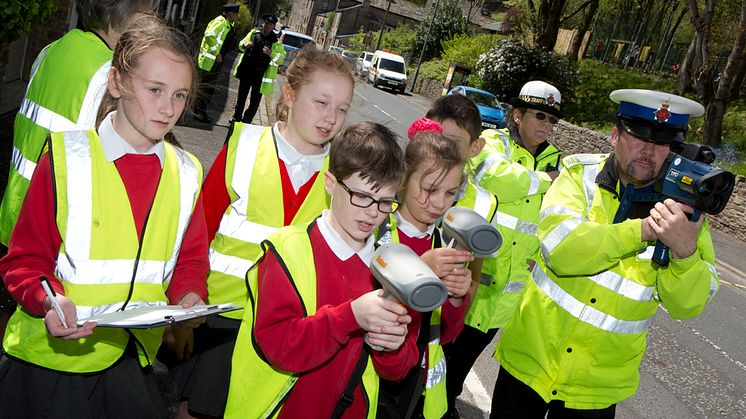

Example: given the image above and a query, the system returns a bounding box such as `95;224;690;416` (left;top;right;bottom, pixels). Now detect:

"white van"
368;50;407;93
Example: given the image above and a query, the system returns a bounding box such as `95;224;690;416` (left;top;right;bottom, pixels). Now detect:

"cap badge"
547;93;554;106
653;102;671;122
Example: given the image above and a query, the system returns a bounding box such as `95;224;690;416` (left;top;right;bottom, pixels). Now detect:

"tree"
0;0;57;112
412;0;468;61
679;0;746;145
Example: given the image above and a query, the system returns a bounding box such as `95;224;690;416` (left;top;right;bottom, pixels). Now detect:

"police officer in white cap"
444;80;562;417
492;89;719;418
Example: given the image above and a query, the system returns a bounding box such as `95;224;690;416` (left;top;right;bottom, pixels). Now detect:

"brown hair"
404;131;466;202
75;0;156;33
275;44;355;122
425;95;482;143
329;122;406;191
96;15;197;126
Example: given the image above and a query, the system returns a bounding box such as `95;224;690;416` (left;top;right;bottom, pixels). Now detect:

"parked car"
342;50;357;71
448;86;507;128
368;50;407;93
281;30;316;71
355;51;373;77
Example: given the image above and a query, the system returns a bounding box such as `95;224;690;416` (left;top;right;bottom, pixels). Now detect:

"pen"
39;275;67;329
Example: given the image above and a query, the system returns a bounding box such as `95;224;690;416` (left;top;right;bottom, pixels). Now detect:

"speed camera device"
443;207;502;258
370;243;448;312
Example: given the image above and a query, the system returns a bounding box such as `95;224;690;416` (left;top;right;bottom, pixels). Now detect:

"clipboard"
77;303;243;329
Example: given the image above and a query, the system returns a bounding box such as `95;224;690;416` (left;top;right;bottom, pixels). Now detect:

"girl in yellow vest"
378;118;474;419
161;49;354;417
0;17;208;418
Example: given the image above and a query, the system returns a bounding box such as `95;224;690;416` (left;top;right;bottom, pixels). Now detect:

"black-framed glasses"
526;110;559;125
334;176;399;214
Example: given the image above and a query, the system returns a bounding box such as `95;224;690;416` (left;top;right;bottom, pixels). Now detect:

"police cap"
510;80;562;118
223;3;239;13
609;89;705;144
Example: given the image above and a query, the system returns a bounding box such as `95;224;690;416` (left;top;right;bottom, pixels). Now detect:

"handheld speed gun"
443;207;502;258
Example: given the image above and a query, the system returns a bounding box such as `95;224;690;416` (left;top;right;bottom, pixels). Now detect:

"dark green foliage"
472;39;577;105
0;0;57;43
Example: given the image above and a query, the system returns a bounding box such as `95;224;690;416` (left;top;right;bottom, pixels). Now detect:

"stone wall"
548;123;746;241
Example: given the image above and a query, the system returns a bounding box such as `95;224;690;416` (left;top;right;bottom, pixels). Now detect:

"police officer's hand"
351;290;412;333
420;247;474;278
649;198;704;259
44;294;96;340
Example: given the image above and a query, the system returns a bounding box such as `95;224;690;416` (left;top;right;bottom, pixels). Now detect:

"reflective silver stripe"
210;249;254;278
526;170;541;196
533;266;651;334
705;262;720;303
588;271;655;303
425;356;446;388
199;51;217;60
18;62;111;132
583;164;598;220
75;301;166;319
218;125;277;244
503;281;526;292
541;218;583;260
57;260;172;285
539;205;583;218
474;185;492;219
10;146;36;180
492;211;537;236
218;215;278;244
474;155;499;184
479;272;493;286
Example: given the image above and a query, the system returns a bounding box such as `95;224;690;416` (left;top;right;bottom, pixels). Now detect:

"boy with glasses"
226;122;420;418
445;81;562;417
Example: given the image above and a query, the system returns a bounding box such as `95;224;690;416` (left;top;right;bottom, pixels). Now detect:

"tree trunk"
568;0;599;63
703;99;725;146
533;0;566;51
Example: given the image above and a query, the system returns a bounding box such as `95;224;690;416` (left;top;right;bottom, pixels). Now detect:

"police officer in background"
492;89;719;418
194;3;240;124
233;15;278;124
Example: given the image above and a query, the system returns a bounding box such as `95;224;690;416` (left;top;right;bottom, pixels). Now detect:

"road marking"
464;368;492;419
373;105;404;125
660;305;746;371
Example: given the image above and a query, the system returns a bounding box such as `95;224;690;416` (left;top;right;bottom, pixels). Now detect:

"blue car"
448;86;507;128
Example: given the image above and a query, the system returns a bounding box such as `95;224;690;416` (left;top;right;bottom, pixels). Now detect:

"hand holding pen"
39;276;96;340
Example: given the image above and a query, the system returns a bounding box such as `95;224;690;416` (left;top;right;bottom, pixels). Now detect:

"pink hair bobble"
407;118;443;141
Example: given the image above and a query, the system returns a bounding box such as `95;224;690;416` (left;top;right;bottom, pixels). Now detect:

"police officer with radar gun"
492;89;732;418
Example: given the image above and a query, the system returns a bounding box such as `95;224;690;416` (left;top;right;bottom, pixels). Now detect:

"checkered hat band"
518;95;560;110
617;102;689;126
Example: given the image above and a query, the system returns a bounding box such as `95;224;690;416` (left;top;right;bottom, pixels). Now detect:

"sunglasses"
526;110;559;125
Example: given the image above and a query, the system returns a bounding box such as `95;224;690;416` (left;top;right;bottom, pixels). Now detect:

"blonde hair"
96;15;197;126
275;44;355;122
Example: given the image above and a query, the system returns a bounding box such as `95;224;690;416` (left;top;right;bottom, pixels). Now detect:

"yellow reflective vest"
496;155;719;409
0;29;112;246
3;130;202;373
197;15;233;71
225;221;378;419
207;122;329;319
465;129;559;332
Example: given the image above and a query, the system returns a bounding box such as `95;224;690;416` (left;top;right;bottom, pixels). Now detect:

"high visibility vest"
3;130;202;373
376;214;448;419
197;15;233;71
465;129;559;332
207;123;329;319
496;155;719;409
259;42;285;95
225;221;378;419
0;29;112;246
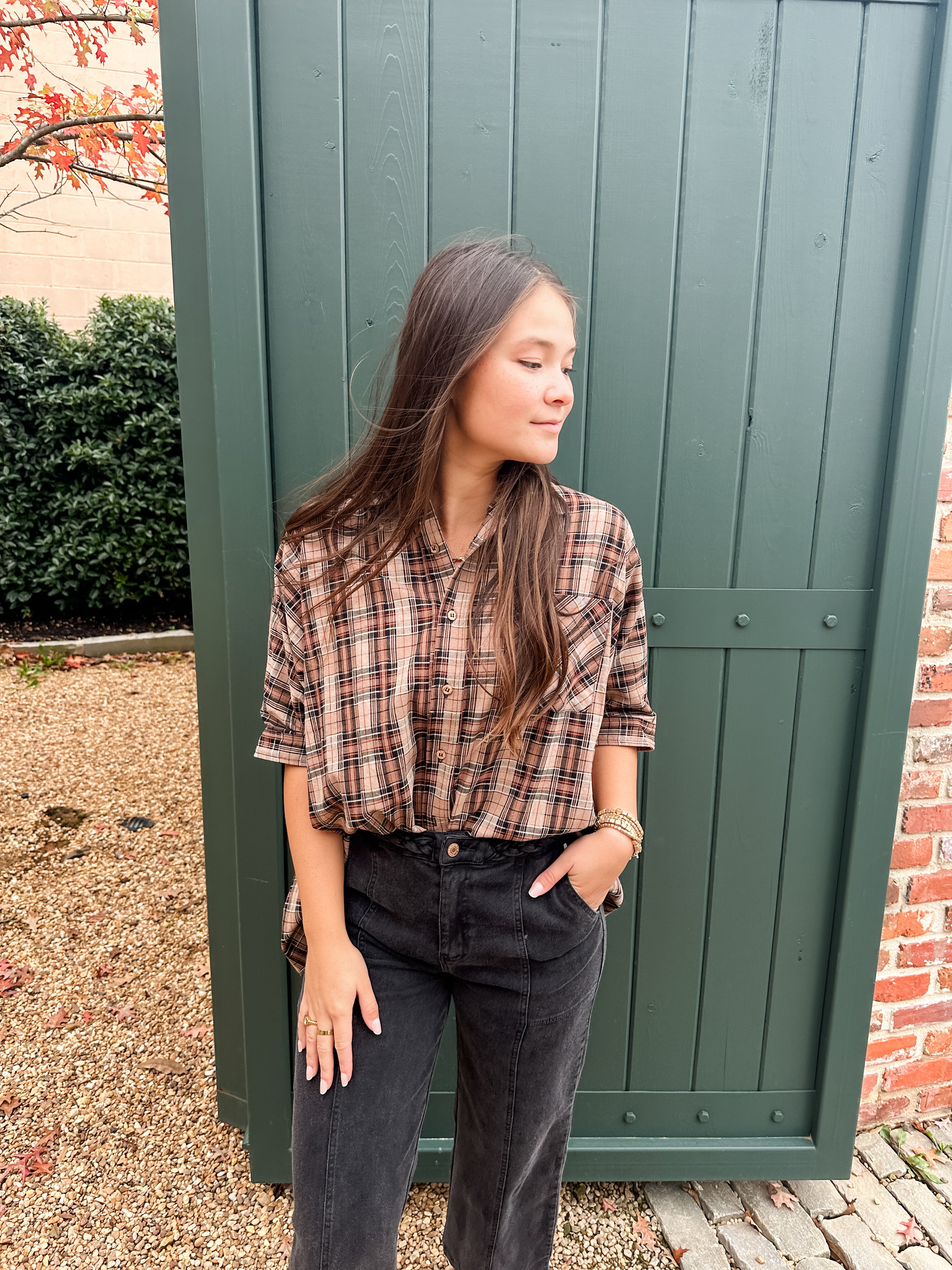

++++++

Soal Tertulis: Salin kembali semua baris data di atas, dari awal data sampai baris yang memuat "334;176;399;214", beserta permintaannya, lalu geser setiap koordinat kotak pembatas pada jawaban dengan menambahkan 141. Gambar tidak perlu dimasukkan ke dalam jawaban.

Jawaban Soal Ini:
Example: given the image above and a query, the system returns a bounding box such as `95;224;690;416` (left;top;right;bottom, pixels). Now detect:

"white van"
509;191;548;234
Example: given the image above and a query, the system returns a bounding box such as `95;224;690;416` (left;top;right;bottom, pixels). Now detect:

"cap badge"
688;234;695;247
794;243;812;263
Example: given the image above and a query, the system returns a bounding box such as `95;224;690;416` (left;top;right;bottom, pixels). Now detect:

"tree"
141;141;198;253
553;141;609;202
820;141;887;286
Example: given the image above and a query, the system returns a bounding box such as `95;224;690;416` (left;top;right;bottom, pixels). Now detect:

"police officer in white cap"
585;221;703;558
633;230;860;559
Example: given the image above and a query, the system returns a bounding box such as `95;224;690;416` (left;top;right;bottom, pixels). Now detect:

"brown hair"
545;272;607;343
216;141;297;174
416;185;496;263
566;236;623;284
470;263;547;332
237;156;338;267
Example: given the image above and a query, the system returns a bounding box such as `95;224;690;416` (left;top;right;bottom, pixels). Now detect:

"parked car"
483;191;498;212
589;227;648;269
509;191;548;234
422;171;457;212
496;192;514;218
Example: given the image above and a query, the system returns a bounding box such as `95;224;690;416` (left;top;right;bottom, pixels). Now detect:

"pen"
180;416;208;470
Example: given the image above and a query, the system returns a bounding box such as `95;224;690;416` (left;top;right;bottom, pixels). Now detect:

"speed camera device"
584;348;643;399
511;384;589;453
Example: given the image above and a query, the system returns a bounding box such as `95;224;690;416` (left;top;right;bottom, pixels). Now detect:

"clipboard"
218;444;384;470
Example: given the image above and a query, the system returns a bounding box such as `95;224;690;416` (left;top;right;bottom, pixels). Now detect:

"girl in yellow vest"
519;259;615;560
302;190;495;558
141;158;349;559
Example: given the image above and a query, the system returns a bounding box such as `95;224;690;416` (left;top;right;bottom, pixels). Now detect:

"black-framed glasses"
667;251;700;266
475;317;540;355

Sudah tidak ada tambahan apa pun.